The sensational trial, which saw the American-born homeopath convicted for dismembering his shrewish and unfaithful wife Cora in an attempt to take up with his young mistress, fitted Crippen for both a noose and a likeness at Madame Tussaud’s. (More trial background here.) It has also made his case twice a landmark in the history of crime and technology: once at the time of his arrest, and again just last month as of this writing.
The core of a case a jury found so open-and-shut as to require just 27 minutes to convict was the poorly explained disappearance of Crippen’s wife, followed by the discovery of a considerably mutilated female corpse under the Crippens’ home.
Although much of the crown’s evidence was speculative and circumstantial — to say nothing of the bodice-ripping gossip of nymphomania and infidelity — a corpse under the floorboards tends to be a compelling circumstance to a jury.

## DATASET EXTRACT
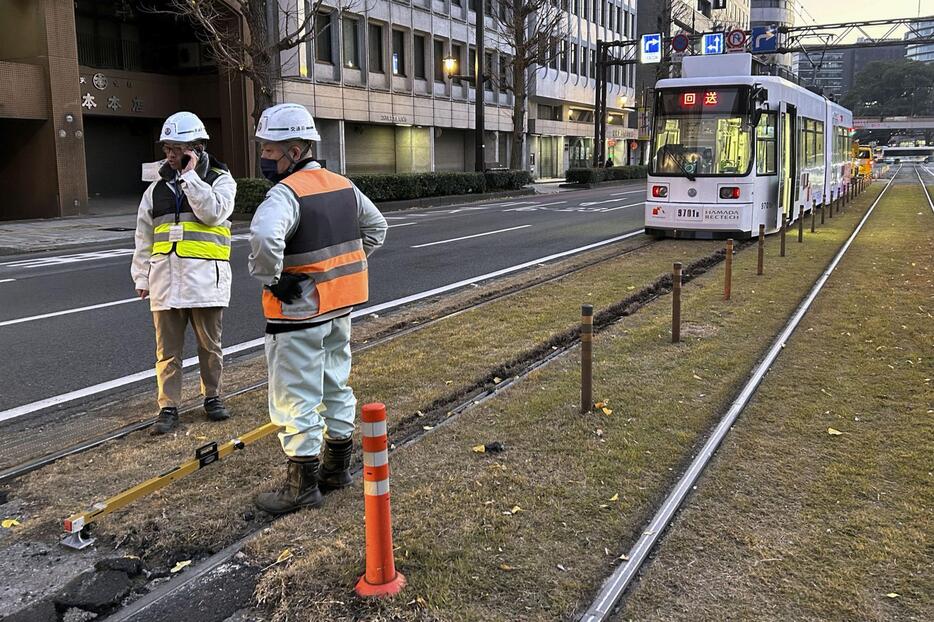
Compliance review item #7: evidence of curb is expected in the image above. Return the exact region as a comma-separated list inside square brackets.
[558, 177, 645, 190]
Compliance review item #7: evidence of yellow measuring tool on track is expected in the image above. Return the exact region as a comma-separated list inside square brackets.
[61, 423, 279, 549]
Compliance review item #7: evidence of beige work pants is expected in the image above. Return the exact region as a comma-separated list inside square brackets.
[152, 307, 224, 408]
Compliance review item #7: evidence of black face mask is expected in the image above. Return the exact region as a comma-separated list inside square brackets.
[259, 158, 289, 184]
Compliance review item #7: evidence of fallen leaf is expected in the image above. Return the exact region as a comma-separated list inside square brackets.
[170, 559, 191, 574]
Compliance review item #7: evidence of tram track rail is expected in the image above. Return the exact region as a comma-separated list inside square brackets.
[577, 166, 912, 622]
[106, 235, 740, 622]
[0, 230, 658, 485]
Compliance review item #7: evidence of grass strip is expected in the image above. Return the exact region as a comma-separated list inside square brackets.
[3, 235, 719, 565]
[243, 186, 881, 620]
[618, 184, 934, 620]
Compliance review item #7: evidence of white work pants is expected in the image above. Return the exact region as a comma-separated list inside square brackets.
[266, 315, 357, 457]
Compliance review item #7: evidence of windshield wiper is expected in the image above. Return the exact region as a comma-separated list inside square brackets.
[662, 144, 697, 181]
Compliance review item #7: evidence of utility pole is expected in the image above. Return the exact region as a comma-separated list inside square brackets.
[474, 0, 486, 173]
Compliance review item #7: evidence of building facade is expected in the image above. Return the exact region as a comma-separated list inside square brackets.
[277, 0, 636, 178]
[905, 21, 934, 63]
[843, 37, 906, 95]
[0, 0, 636, 220]
[0, 0, 252, 220]
[795, 50, 847, 100]
[750, 0, 797, 71]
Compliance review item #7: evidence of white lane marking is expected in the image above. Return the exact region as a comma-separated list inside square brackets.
[0, 229, 645, 422]
[411, 225, 532, 248]
[580, 199, 626, 207]
[0, 233, 250, 268]
[600, 206, 645, 212]
[0, 298, 140, 326]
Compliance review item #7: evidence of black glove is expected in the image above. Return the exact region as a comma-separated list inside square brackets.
[267, 272, 308, 305]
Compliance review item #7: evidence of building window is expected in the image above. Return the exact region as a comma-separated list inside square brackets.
[341, 17, 360, 69]
[483, 52, 493, 92]
[451, 43, 464, 84]
[315, 13, 334, 63]
[434, 39, 446, 82]
[412, 35, 427, 80]
[368, 24, 386, 73]
[392, 30, 406, 76]
[499, 56, 511, 93]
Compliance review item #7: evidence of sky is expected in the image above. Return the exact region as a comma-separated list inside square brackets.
[795, 0, 934, 43]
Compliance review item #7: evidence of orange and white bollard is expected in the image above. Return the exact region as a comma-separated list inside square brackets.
[356, 403, 405, 598]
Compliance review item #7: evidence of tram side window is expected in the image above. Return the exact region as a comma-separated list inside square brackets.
[756, 112, 776, 175]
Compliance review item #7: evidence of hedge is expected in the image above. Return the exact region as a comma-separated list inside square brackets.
[234, 170, 532, 214]
[565, 166, 646, 184]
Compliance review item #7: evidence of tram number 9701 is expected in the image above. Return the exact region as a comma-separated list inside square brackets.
[678, 207, 700, 220]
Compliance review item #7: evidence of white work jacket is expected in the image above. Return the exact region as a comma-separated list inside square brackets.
[130, 161, 237, 311]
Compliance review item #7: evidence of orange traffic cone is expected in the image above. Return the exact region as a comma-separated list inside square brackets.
[356, 403, 405, 597]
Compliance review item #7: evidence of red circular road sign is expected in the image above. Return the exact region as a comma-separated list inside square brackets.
[726, 28, 746, 49]
[671, 33, 691, 52]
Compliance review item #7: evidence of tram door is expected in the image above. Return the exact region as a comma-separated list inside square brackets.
[775, 103, 798, 226]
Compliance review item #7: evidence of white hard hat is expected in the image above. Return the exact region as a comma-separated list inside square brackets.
[159, 112, 210, 143]
[256, 104, 321, 143]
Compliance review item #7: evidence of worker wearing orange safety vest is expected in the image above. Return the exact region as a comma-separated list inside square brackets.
[249, 104, 387, 514]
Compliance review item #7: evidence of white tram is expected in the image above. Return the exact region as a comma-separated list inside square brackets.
[645, 54, 853, 239]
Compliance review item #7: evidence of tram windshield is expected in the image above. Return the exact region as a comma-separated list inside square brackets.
[652, 87, 752, 179]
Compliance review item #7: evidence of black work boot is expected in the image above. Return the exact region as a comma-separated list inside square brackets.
[318, 437, 353, 493]
[149, 406, 178, 436]
[254, 456, 321, 516]
[204, 396, 230, 421]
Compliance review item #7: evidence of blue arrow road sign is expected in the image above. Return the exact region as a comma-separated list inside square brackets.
[749, 26, 778, 54]
[702, 32, 723, 54]
[642, 33, 662, 63]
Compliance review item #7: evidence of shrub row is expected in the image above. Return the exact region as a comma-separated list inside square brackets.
[565, 165, 646, 184]
[234, 170, 532, 214]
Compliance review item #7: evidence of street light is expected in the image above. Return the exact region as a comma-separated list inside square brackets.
[441, 0, 486, 173]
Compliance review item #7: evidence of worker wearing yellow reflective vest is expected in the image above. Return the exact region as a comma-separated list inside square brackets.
[131, 112, 237, 434]
[249, 104, 387, 514]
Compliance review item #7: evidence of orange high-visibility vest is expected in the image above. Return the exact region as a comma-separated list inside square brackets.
[263, 168, 369, 322]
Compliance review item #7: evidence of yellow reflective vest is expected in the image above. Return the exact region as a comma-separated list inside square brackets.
[152, 160, 230, 261]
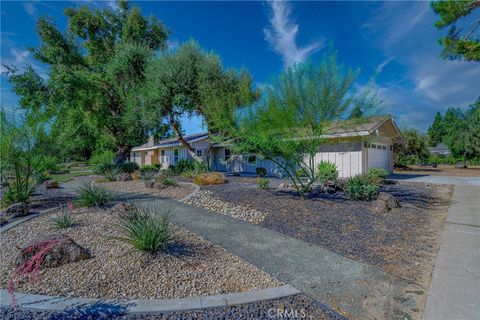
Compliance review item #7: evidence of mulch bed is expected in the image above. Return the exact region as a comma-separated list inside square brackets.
[203, 180, 452, 284]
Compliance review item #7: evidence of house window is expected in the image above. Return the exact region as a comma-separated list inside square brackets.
[173, 149, 179, 163]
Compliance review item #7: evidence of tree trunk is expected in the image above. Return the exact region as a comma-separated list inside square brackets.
[170, 115, 203, 163]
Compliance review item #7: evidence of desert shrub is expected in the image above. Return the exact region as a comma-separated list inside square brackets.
[317, 161, 338, 183]
[257, 178, 270, 190]
[194, 172, 225, 185]
[367, 168, 389, 184]
[51, 202, 76, 229]
[78, 183, 114, 207]
[344, 174, 379, 201]
[88, 151, 115, 166]
[255, 167, 267, 177]
[112, 206, 174, 253]
[119, 162, 138, 173]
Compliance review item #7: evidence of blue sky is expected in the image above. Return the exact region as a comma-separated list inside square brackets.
[0, 1, 480, 133]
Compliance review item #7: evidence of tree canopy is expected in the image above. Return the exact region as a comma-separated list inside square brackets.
[431, 0, 480, 61]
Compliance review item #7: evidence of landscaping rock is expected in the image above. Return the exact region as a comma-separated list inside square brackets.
[372, 192, 400, 213]
[112, 202, 135, 214]
[17, 235, 92, 268]
[117, 172, 132, 181]
[145, 180, 155, 188]
[43, 180, 58, 189]
[2, 202, 30, 218]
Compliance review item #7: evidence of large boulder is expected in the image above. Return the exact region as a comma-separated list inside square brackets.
[17, 235, 92, 268]
[1, 202, 30, 218]
[372, 192, 400, 213]
[117, 172, 132, 181]
[43, 180, 58, 189]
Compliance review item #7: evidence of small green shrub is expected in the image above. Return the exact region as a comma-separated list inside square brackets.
[257, 178, 270, 190]
[112, 206, 174, 253]
[345, 174, 379, 201]
[51, 203, 76, 229]
[78, 183, 114, 207]
[255, 167, 267, 178]
[120, 162, 138, 173]
[367, 168, 389, 184]
[317, 161, 338, 183]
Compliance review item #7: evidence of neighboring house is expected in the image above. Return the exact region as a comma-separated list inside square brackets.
[130, 115, 403, 178]
[428, 143, 452, 156]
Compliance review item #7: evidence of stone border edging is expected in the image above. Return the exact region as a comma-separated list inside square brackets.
[0, 285, 301, 314]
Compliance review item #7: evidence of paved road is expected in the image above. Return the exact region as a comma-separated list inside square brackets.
[424, 182, 480, 320]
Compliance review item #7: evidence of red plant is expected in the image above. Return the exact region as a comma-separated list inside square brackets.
[7, 237, 65, 308]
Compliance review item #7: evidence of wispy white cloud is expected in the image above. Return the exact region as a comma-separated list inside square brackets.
[263, 1, 325, 67]
[363, 2, 480, 130]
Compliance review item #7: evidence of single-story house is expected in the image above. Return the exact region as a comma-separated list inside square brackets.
[130, 115, 403, 178]
[428, 143, 452, 156]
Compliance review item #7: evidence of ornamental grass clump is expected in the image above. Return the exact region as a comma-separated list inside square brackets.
[345, 174, 379, 201]
[77, 183, 114, 207]
[111, 206, 174, 254]
[51, 202, 76, 229]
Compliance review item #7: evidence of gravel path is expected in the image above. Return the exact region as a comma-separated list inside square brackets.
[101, 180, 195, 200]
[0, 294, 346, 320]
[0, 208, 279, 299]
[202, 180, 452, 286]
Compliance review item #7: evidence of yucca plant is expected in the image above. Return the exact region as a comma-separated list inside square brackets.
[111, 206, 174, 254]
[78, 183, 115, 207]
[51, 202, 76, 229]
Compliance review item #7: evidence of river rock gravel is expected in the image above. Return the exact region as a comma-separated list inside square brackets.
[0, 208, 280, 299]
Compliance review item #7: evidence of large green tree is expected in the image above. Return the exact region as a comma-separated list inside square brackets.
[431, 0, 480, 61]
[3, 1, 168, 160]
[139, 41, 257, 161]
[210, 53, 374, 196]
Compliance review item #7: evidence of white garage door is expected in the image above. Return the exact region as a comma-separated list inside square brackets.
[368, 143, 389, 170]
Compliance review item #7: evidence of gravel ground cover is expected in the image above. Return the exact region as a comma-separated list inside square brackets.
[101, 180, 195, 200]
[0, 294, 345, 320]
[186, 190, 267, 224]
[202, 179, 452, 285]
[0, 208, 280, 299]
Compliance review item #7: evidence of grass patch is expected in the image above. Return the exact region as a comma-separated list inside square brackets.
[112, 206, 174, 253]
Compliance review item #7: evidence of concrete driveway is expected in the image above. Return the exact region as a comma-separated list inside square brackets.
[389, 174, 480, 320]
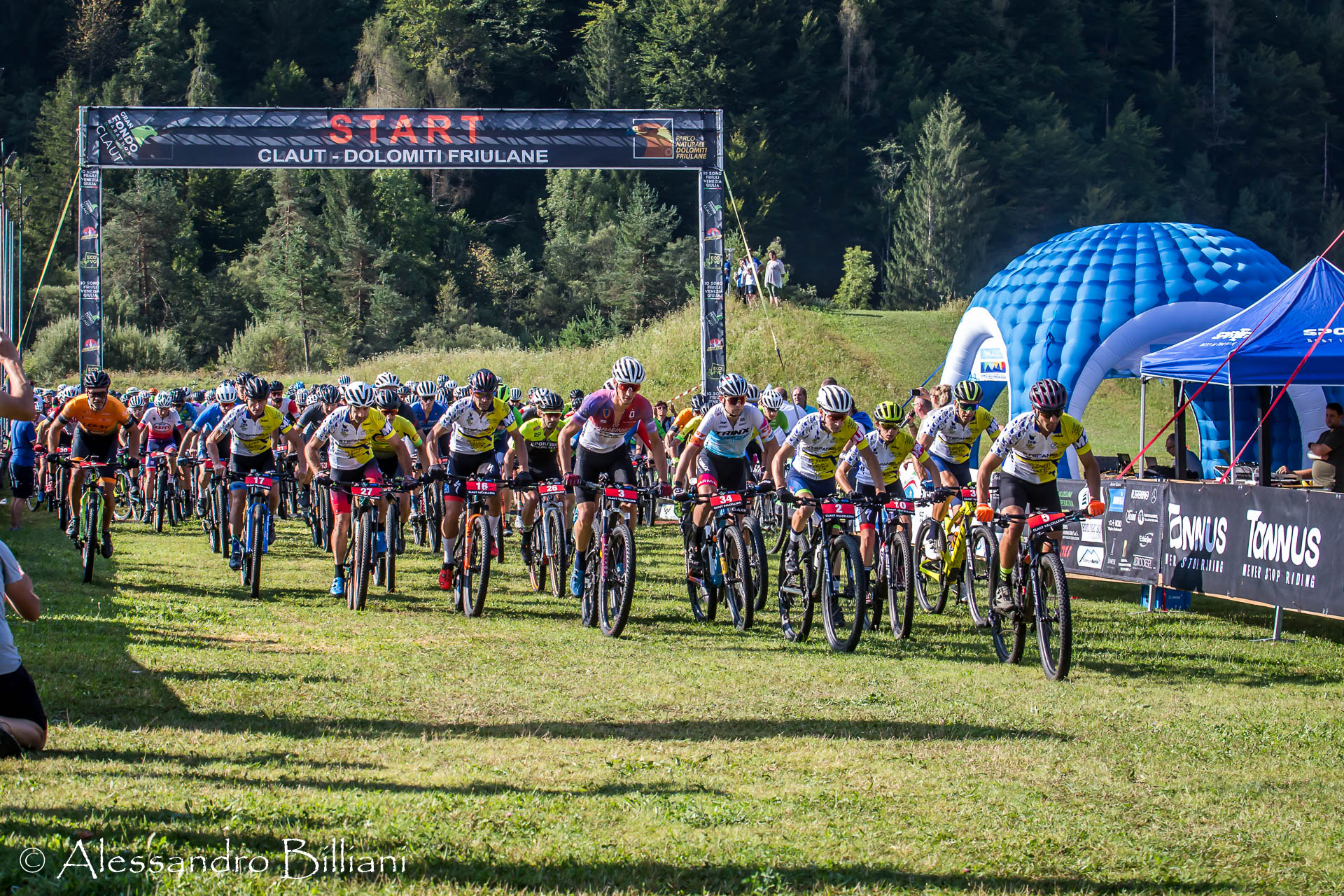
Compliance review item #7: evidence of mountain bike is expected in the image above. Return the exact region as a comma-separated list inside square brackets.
[228, 473, 279, 601]
[679, 486, 766, 631]
[986, 510, 1090, 681]
[777, 496, 865, 653]
[580, 473, 640, 638]
[527, 479, 570, 598]
[913, 488, 999, 627]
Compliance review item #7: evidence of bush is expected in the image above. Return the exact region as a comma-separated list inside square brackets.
[23, 316, 187, 382]
[836, 246, 878, 307]
[219, 317, 304, 373]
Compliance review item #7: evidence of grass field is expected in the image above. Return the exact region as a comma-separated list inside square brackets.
[0, 514, 1344, 895]
[107, 302, 1199, 463]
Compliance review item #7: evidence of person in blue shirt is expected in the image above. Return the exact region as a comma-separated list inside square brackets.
[9, 421, 38, 532]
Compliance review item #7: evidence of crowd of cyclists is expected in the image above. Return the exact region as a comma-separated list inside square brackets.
[29, 357, 1103, 677]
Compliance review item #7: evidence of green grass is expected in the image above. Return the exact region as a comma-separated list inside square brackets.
[107, 302, 1199, 462]
[0, 514, 1344, 895]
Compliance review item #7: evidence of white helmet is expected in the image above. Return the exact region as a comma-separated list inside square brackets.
[345, 380, 374, 407]
[612, 355, 644, 384]
[817, 386, 853, 414]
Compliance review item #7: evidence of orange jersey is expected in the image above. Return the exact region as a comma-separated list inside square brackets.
[57, 395, 134, 435]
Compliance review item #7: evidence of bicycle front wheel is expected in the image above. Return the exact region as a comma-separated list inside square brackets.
[602, 517, 634, 638]
[462, 513, 491, 617]
[962, 525, 999, 629]
[813, 533, 867, 653]
[886, 531, 916, 640]
[913, 517, 951, 612]
[1031, 554, 1074, 681]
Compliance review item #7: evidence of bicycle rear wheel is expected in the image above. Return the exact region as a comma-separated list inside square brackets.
[961, 525, 999, 629]
[813, 533, 867, 653]
[911, 517, 951, 612]
[602, 516, 634, 638]
[1031, 554, 1074, 681]
[462, 513, 491, 617]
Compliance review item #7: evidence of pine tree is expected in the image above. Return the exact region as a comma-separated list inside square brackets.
[886, 94, 988, 307]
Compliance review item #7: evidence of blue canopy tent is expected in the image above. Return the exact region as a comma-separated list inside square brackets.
[1140, 258, 1344, 481]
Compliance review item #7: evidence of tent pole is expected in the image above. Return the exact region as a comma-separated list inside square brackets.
[1134, 373, 1148, 479]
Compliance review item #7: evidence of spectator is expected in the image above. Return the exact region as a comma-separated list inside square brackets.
[1167, 433, 1204, 479]
[0, 540, 47, 757]
[1278, 402, 1344, 491]
[764, 248, 783, 307]
[9, 411, 38, 532]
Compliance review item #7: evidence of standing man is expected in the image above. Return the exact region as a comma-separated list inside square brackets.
[764, 248, 783, 307]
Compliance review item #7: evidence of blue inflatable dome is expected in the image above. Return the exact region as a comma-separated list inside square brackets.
[944, 223, 1301, 474]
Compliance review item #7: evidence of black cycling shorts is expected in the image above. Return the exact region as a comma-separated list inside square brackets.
[574, 442, 638, 504]
[999, 473, 1059, 513]
[444, 449, 500, 501]
[695, 451, 748, 491]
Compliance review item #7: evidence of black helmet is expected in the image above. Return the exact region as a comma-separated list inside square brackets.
[85, 367, 111, 392]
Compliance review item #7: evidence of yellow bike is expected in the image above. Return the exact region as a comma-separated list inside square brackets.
[914, 488, 999, 629]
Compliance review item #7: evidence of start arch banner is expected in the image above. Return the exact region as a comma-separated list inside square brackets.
[80, 106, 723, 169]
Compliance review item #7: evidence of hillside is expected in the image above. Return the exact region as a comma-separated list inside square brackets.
[107, 305, 1198, 467]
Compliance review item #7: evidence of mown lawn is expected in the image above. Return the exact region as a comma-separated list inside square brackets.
[0, 514, 1344, 893]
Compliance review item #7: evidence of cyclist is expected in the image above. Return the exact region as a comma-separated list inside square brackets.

## USING THE INFORMATION
1. In the text on the Crippen trial, rewrite the part that opens with the words containing "Although much of" and closes with "circumstance to a jury.", changing "floorboards" to "cellar floor".
2. Answer these questions from the text on the Crippen trial:
(a) How long did the jury take to convict Crippen?
(b) How does the text describe Crippen's birthplace and profession?
(c) Where was the mutilated female corpse found?

## WRITTEN RESPONSES
1.
Although much of the crown’s evidence was speculative and circumstantial — to say nothing of the bodice-ripping gossip of nymphomania and infidelity — a corpse under the cellar floor tends to be a compelling circumstance to a jury.

2.
(a) 27 minutes.
(b) He was an American-born homeopath.
(c) Under the Crippens' home.